Task prompt => For each statement about the forum thread on exact trig values, answer yes or no according to the thread and quote the words that settle it: (a) The poster who tried the problems guessed the first expression is 0 because the functions are inverses of each other. (b) A reply recommends the double-angle formulas. (c) The poster reported getting 2.73 for the second expression.
++++ Selected excerpt
# Thread: Help with this problems!asap

1. ## Help with this problems!asap

New here so be nice

How do you find the exact value of these expressions?

sin^2 15(degrees) cot^2 75(degrees) + cos^2 15(degrees) tan^2 75(degrees)

and

1-tan(pi/6)+2csc(pi/3)

Thanks a TONNE

2. I have tryed to solve them the best I could...

Im assuming that the first one is 0 because they are the inverse of eachother.

The second one I got 2.73 by converting tan(pi/6) to sqr3/3 and csc to 2/sqr3, then solving accordingly.

Does this sound correct?

3. Originally Posted by gabrie30

How do you find the exact value of these expressions?

sin^2 15(degrees) cot^2 75(degrees) + cos^2 15(degrees) tan^2 75(degrees)
Note that:
$\displaystyle sin(15^{\circ}) = sin(45^{\circ}-30^{\circ})$
$\displaystyle cot(75^{\circ}) = cot (45^{\circ} + 30^{\circ})$

Use the sum-difference formulas to solve them. (i.e. sin(a-b) = sin(a)cos(b)-cos(a)sin(b))

1-tan(pi/6)+2csc(pi/3)
$\displaystyle tan \frac{\pi}{6}$ has exact value $\displaystyle \frac{1}{\sqrt3}$

$\displaystyle cosec \frac{\pi}{3} = \frac{1}{sin \frac{\pi}{3}}\Rightarrow sin\frac{\pi}{3}$ has exact value $\displaystyle \frac{\sqrt3}{2}$

4. Hello, gabrie30!

Welcome aboard!
++++++++
++++ Extracted information
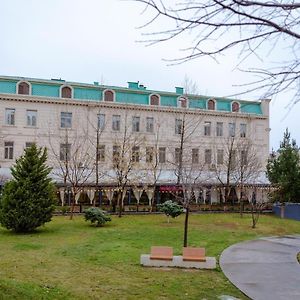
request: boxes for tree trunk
[280,203,285,219]
[240,198,244,218]
[118,191,123,218]
[183,205,190,247]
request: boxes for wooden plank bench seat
[182,247,206,261]
[150,246,173,260]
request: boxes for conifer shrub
[84,207,111,227]
[157,200,183,223]
[0,144,55,232]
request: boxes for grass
[0,214,300,300]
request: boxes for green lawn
[0,214,300,300]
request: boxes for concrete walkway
[220,235,300,300]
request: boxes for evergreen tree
[0,145,55,232]
[267,129,300,203]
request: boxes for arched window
[61,86,72,98]
[150,95,159,105]
[177,97,188,108]
[18,82,30,95]
[104,90,114,102]
[231,102,240,112]
[207,99,216,110]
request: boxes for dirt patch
[215,223,238,229]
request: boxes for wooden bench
[150,246,173,260]
[182,247,206,261]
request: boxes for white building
[0,76,270,206]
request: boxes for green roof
[0,76,262,115]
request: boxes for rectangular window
[229,150,236,170]
[228,123,235,137]
[25,142,34,148]
[112,115,121,131]
[132,146,140,163]
[97,145,105,162]
[204,122,211,136]
[217,149,224,165]
[26,110,37,127]
[112,145,121,165]
[241,150,248,166]
[146,147,154,163]
[59,144,71,161]
[204,149,211,164]
[5,108,16,125]
[132,117,140,132]
[175,148,181,164]
[240,124,247,137]
[146,117,154,133]
[60,112,72,128]
[192,149,199,164]
[158,147,166,164]
[175,119,182,134]
[4,142,14,159]
[98,114,105,131]
[216,122,223,136]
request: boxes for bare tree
[49,128,95,219]
[85,103,107,206]
[135,0,300,103]
[171,105,204,247]
[213,122,262,216]
[108,114,144,217]
[145,120,163,212]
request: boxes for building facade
[0,76,270,203]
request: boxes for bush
[84,207,111,227]
[0,145,55,232]
[157,200,183,222]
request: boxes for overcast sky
[0,0,300,149]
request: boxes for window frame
[97,113,106,131]
[175,118,183,134]
[177,96,189,108]
[103,89,116,102]
[146,117,154,133]
[26,109,37,127]
[216,122,224,137]
[97,144,105,162]
[5,108,16,126]
[132,116,141,132]
[240,123,247,138]
[228,122,236,137]
[60,111,73,129]
[217,149,224,165]
[16,80,31,95]
[192,148,199,164]
[206,99,216,110]
[111,115,121,131]
[131,146,140,164]
[204,121,212,136]
[146,146,154,163]
[204,149,212,165]
[149,94,160,106]
[231,101,241,112]
[59,143,71,161]
[4,141,14,160]
[60,85,74,99]
[158,147,167,164]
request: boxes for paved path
[220,235,300,300]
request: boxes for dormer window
[18,82,30,95]
[61,86,72,98]
[231,101,240,112]
[104,90,115,102]
[207,99,216,110]
[150,95,159,105]
[177,97,188,108]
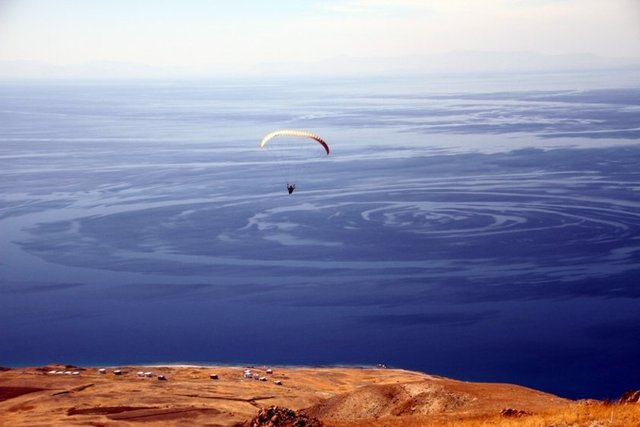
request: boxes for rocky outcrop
[244,406,322,427]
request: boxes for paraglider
[260,129,331,194]
[260,129,330,156]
++++++++
Final result =>
(a) Yes: "Im assuming that the first one is 0 because they are the inverse of eachother."
(b) No: "Use the sum-difference formulas to solve them."
(c) Yes: "The second one I got 2.73"